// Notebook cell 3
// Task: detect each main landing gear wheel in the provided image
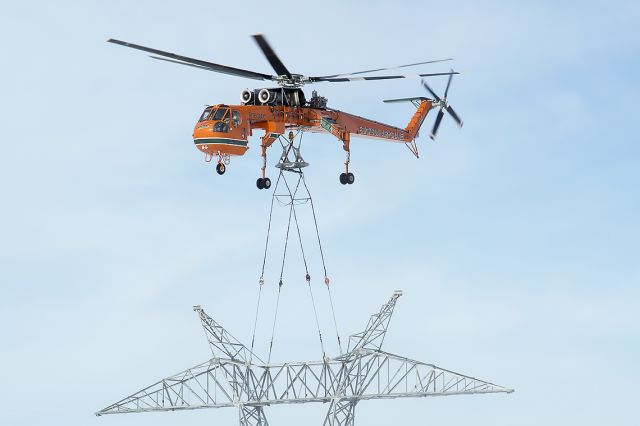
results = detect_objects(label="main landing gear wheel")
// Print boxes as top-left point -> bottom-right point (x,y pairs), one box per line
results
256,178 -> 271,189
340,172 -> 356,185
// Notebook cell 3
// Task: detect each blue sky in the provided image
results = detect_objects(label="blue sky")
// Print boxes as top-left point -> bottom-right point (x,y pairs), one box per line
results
0,1 -> 640,426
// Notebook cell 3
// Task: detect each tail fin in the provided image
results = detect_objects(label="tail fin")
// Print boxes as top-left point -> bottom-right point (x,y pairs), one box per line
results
383,96 -> 435,157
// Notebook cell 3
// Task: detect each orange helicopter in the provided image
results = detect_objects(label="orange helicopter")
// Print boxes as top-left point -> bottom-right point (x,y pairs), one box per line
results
108,34 -> 462,189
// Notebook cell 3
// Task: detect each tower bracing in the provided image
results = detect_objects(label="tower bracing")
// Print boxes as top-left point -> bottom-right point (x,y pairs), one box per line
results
96,291 -> 513,426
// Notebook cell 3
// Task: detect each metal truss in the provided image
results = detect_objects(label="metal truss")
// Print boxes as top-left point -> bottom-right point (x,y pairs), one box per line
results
96,292 -> 513,426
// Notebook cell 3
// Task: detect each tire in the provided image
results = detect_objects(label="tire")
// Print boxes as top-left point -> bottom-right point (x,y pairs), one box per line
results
347,172 -> 356,185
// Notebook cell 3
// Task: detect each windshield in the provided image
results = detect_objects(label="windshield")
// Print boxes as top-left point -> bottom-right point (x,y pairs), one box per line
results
198,107 -> 212,121
211,108 -> 229,121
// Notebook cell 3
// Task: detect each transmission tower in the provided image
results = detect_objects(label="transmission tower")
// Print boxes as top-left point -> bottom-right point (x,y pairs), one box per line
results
96,291 -> 513,426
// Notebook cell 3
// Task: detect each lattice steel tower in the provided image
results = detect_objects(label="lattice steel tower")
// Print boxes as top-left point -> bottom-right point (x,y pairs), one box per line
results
96,291 -> 513,426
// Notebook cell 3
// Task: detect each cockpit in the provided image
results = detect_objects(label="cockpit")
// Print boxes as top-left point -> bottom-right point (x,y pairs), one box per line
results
198,106 -> 230,133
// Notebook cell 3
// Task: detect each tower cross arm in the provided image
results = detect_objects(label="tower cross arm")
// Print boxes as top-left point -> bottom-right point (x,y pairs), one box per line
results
347,290 -> 402,356
345,350 -> 513,399
193,305 -> 263,363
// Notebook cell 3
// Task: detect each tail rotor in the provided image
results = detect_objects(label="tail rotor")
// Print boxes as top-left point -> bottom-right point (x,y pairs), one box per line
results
422,70 -> 462,140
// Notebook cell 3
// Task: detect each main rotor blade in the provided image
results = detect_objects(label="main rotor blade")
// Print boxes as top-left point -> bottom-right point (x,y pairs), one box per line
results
149,55 -> 211,71
429,108 -> 444,140
107,38 -> 275,80
317,58 -> 453,78
443,68 -> 453,99
422,80 -> 440,102
253,34 -> 291,78
447,106 -> 462,127
309,71 -> 459,83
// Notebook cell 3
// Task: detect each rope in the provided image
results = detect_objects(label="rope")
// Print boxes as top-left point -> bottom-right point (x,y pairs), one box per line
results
284,173 -> 327,359
302,175 -> 342,355
267,188 -> 293,364
249,172 -> 280,363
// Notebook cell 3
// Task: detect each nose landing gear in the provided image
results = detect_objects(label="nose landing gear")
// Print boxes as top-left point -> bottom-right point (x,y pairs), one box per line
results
340,172 -> 356,185
215,152 -> 231,175
340,147 -> 356,185
256,178 -> 271,189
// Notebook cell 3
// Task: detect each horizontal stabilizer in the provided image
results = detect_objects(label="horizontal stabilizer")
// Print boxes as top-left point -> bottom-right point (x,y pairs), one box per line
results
382,96 -> 429,104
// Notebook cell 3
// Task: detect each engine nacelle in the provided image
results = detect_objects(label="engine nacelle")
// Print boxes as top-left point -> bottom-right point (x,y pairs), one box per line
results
258,89 -> 276,104
240,89 -> 253,104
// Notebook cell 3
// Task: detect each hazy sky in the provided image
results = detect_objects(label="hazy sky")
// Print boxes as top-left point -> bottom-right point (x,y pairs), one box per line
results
0,1 -> 640,426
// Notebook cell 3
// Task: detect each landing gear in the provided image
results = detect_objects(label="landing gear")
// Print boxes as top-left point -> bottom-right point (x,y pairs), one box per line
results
340,172 -> 356,185
256,178 -> 271,189
340,142 -> 356,185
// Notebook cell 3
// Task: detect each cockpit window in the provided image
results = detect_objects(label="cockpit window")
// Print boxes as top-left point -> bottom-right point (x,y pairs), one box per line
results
231,110 -> 242,127
211,108 -> 229,121
198,107 -> 212,121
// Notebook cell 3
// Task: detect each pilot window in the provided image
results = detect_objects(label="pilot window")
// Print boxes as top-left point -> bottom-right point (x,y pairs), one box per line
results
231,111 -> 242,127
211,108 -> 229,121
198,107 -> 211,121
213,121 -> 229,133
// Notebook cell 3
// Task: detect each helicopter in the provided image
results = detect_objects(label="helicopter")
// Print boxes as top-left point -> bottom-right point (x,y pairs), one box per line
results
107,34 -> 463,189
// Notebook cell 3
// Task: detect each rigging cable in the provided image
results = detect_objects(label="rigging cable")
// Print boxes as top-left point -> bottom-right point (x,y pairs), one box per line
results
284,171 -> 327,360
267,180 -> 293,364
302,175 -> 342,355
249,171 -> 280,363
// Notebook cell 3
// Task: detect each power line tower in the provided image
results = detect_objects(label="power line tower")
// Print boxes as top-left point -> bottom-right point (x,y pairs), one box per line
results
96,291 -> 513,426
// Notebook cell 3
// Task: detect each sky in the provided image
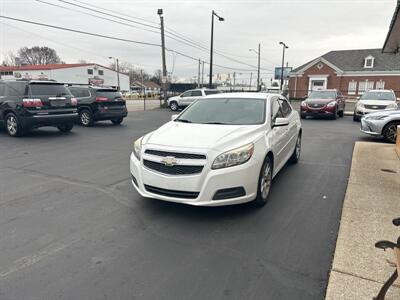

========

#### DESCRIPTION OF THE TASK:
Pull out every line of the data above that contains the string "bracing". Only matches with the same capitalization count.

#### OUTPUT BELOW:
// Task: detect each tower bracing in the provided image
results = detect_objects(label="tower bracing")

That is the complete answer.